■ PROBLEM REQUIREMENTS ■
Filter the entries that follow, copying every line in which the word "below" appears.

= Beginning of Section =

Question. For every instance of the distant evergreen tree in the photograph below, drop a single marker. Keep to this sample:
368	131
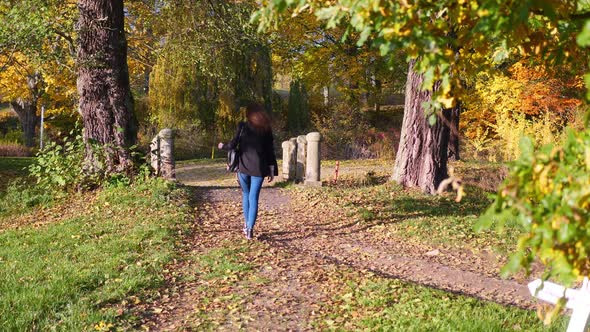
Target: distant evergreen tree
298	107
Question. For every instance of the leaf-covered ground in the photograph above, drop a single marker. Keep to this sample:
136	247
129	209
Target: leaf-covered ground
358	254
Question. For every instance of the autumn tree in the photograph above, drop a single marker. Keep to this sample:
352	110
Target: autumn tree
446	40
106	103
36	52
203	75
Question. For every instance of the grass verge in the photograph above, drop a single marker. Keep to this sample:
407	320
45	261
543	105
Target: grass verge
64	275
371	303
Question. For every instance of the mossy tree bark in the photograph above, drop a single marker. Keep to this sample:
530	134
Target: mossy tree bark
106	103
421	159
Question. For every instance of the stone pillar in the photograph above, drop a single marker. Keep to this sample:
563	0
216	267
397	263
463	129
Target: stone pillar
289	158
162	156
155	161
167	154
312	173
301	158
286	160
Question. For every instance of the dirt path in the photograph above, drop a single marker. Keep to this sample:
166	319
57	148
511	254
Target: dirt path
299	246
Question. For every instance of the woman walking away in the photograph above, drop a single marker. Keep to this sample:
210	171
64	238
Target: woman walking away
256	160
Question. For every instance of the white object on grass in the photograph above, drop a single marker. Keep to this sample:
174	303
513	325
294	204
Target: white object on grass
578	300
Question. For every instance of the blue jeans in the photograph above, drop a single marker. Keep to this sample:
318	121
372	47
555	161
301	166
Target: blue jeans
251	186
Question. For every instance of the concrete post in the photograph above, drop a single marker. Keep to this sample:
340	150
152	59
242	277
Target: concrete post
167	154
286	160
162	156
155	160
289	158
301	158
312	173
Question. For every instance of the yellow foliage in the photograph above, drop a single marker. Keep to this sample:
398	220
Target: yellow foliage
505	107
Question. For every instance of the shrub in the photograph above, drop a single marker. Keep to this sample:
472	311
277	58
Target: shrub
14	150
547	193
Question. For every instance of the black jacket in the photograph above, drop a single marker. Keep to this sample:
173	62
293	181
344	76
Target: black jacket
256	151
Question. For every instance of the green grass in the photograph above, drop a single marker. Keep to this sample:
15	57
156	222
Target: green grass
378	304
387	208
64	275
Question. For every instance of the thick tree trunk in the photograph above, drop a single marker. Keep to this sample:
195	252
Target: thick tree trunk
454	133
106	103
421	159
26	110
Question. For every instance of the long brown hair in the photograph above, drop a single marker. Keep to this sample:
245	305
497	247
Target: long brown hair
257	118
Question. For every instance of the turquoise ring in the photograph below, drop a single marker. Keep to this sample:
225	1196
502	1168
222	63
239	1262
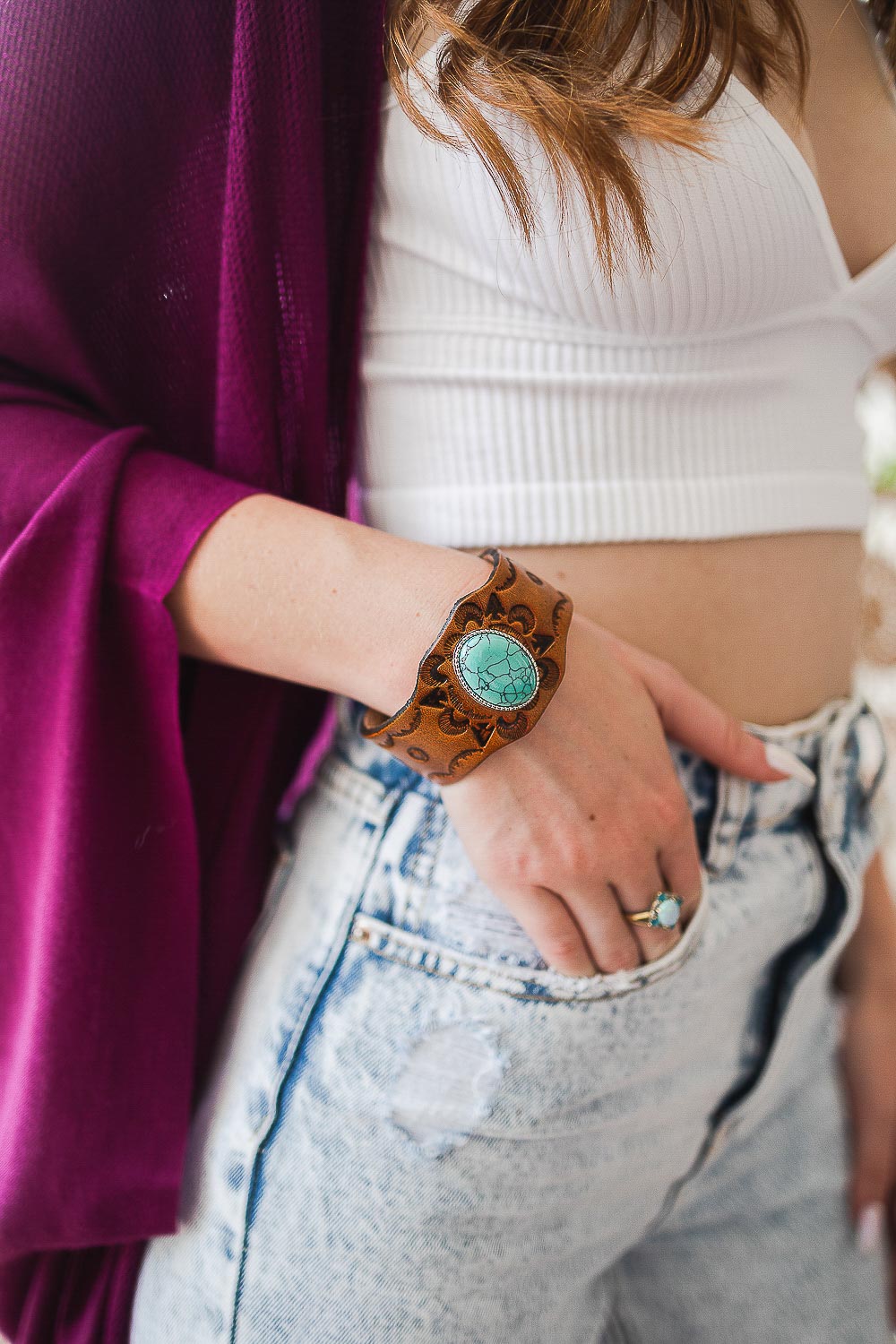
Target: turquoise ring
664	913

= End of Section =

■ EXPECTED ANSWER ■
Question. For every instance of the distant evergreen tree in the photograph below, drop a single marker. Keep to this sample:
Question. For every instance of the turquoise ring in the photograph below, drop a single marker. Keep to this sample:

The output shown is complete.